▶ **Your objective**
Using the listing below, copy every line that mentions "beaded".

··· Input data

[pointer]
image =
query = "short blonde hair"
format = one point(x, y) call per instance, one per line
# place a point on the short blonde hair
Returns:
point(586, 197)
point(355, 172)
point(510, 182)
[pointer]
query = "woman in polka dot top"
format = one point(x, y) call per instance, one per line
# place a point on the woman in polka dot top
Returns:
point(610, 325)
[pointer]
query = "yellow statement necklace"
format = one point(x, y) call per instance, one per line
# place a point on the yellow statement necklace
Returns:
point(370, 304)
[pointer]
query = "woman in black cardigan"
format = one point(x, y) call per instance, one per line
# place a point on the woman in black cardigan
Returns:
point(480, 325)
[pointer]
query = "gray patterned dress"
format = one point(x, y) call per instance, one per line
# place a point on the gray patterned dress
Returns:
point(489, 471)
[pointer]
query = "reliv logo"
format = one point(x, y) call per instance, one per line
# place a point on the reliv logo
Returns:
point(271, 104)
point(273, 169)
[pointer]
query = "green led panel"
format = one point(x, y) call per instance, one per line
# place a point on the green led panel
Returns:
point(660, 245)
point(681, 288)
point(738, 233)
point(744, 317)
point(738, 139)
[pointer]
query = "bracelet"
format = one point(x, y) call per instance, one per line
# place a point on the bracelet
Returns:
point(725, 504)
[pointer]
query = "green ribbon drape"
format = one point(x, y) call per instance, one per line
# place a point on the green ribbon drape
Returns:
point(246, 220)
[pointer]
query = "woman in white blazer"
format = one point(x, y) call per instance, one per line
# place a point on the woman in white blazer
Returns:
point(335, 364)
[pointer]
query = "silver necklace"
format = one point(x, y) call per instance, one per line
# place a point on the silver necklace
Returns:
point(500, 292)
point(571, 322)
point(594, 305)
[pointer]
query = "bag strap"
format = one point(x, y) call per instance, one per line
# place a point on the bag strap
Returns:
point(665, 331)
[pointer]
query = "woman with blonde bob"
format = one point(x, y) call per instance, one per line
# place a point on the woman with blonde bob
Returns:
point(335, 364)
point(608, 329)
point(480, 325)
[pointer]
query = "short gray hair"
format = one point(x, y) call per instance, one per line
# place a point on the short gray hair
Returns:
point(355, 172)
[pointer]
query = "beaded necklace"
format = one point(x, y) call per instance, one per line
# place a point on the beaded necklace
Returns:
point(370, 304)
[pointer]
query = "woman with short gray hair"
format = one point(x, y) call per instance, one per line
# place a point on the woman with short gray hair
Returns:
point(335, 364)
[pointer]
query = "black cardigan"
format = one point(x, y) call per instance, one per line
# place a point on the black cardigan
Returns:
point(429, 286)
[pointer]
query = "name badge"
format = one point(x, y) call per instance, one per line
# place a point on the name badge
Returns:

······

▶ **Task solution**
query = "beaded necklace"
# place a point on the beaded necklace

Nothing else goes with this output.